**ABOUT THIS EXERCISE**
In the text on auxosporulation in Paralia guyana, translate this sentence into Spanish: "However, even though spore-like in appearance, initial cells of Paralia readily resumed mitotic divisions."

**EXERCISE TEXT**
BEGIN

Auxosporulation in Paralia guyana MacGillivary (Bacillariophyta) and Possible New Insights into the Habit of the Earliest Diatoms.

Background: Diatoms are one of the most ecologically important aquatic micro-eukaryotes. As a group unambiguously recognized as diatoms, they seem to have appeared relatively recently with a limited record of putative remains from oldest sediments. In contrast, molecular clock estimates for the earliest possible emergence of diatoms suggest a considerably older date. Depending on the analysis, Paralia and Leptocylindrus have been recovered within the basal molecular divergences of diatoms. Thus these genera may be in the position to inform on characters that the earliest diatoms possessed.

Findings: Here we present auxospore development and structure of initial and post-auxospore cells in a representative of the ancient non-polar centric genus Paralia. Their initial frustules showed unusual, but not unprecedented, spore-like morphology. Similarly, initial frustules of Leptocylindrus have been long considered resting spores and a unique peculiarity of this genus. However, even though spore-like in appearance, initial cells of Paralia readily resumed mitotic divisions. In addition, Paralia post-auxospore cells underwent several rounds of mitoses in a multi-step process of building a typical, "perfect" vegetative valve. This degree of heteromorphy immediately post-auxosporulation is thus far unknown among the diatoms.

Implications: A spore-related origin of diatoms has already been considered, most recently in the form of the "multiplate diploid cyst" hypothesis. Our discovery that the initial cells in some of the most ancient diatom lineages are structurally spore-like is consistent with that hypothesis because the earliest diatoms may be expected to look somewhat similar to their ancestors. We speculate that because the earliest diatoms may have appeared less diatom-like and more spore-like, they could have gone unrecognized as such in the Triassic/Jurassic sediments. If correct, diatoms may indeed be much older than the fossil record indicates, and possibly more in line with some molecular clock predictions.

END

Image point grounding data:
BEGIN

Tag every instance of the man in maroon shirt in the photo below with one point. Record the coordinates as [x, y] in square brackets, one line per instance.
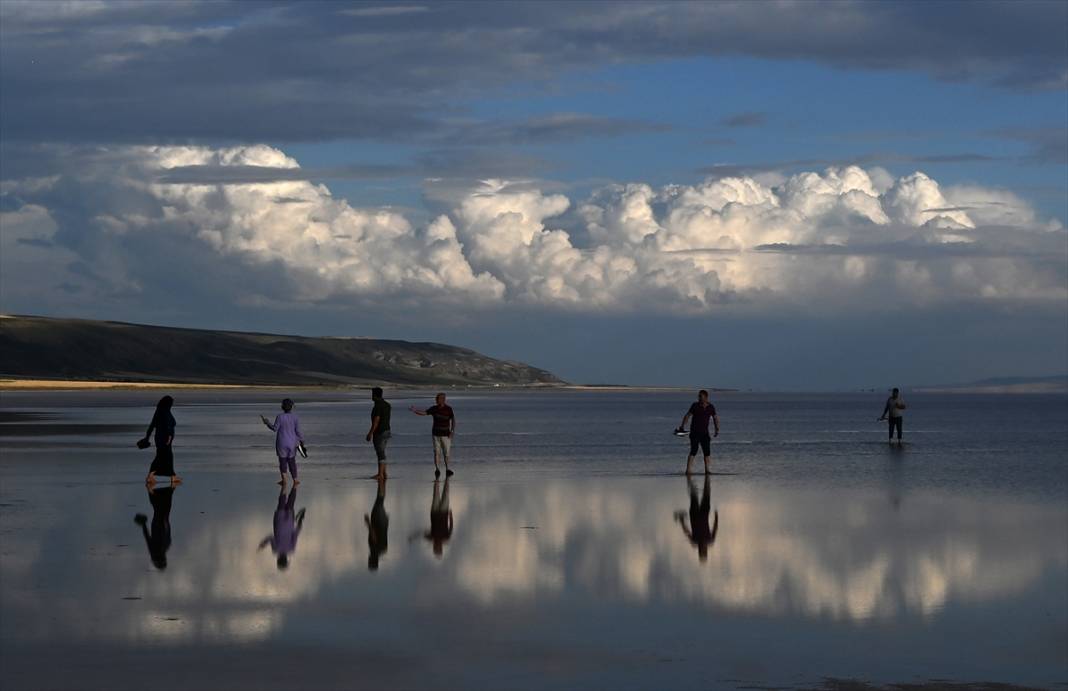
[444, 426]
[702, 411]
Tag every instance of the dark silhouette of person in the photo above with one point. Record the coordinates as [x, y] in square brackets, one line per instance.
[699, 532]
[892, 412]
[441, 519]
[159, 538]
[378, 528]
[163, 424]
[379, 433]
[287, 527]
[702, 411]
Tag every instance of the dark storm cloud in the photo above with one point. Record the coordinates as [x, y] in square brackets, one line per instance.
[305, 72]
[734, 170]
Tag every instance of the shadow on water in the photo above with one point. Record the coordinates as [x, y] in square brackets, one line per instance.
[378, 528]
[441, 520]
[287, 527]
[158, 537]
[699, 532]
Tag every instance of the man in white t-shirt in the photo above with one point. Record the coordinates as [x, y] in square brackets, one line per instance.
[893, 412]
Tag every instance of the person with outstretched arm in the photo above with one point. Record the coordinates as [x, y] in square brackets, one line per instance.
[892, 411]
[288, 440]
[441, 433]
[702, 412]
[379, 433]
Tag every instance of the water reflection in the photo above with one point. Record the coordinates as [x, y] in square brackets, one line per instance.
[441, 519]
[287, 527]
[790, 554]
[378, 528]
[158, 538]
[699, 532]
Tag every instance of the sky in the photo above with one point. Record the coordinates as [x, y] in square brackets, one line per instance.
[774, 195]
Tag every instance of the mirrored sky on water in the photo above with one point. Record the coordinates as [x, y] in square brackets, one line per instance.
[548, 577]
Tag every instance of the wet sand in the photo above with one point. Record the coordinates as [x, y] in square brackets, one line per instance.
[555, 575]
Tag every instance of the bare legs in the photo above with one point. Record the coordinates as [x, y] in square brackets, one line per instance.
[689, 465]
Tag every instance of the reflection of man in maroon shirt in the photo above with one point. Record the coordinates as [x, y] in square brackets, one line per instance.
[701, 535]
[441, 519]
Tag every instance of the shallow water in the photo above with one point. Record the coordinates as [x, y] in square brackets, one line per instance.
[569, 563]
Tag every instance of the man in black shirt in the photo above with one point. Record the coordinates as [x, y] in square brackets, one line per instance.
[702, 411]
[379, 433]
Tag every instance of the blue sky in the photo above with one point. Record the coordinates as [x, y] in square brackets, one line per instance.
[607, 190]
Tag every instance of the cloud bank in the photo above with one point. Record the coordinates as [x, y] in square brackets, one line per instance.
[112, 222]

END

**RESPONSE**
Sin embargo, aunque tenían aspecto de espora, las células iniciales de Paralia reanudaron fácilmente las divisiones mitóticas.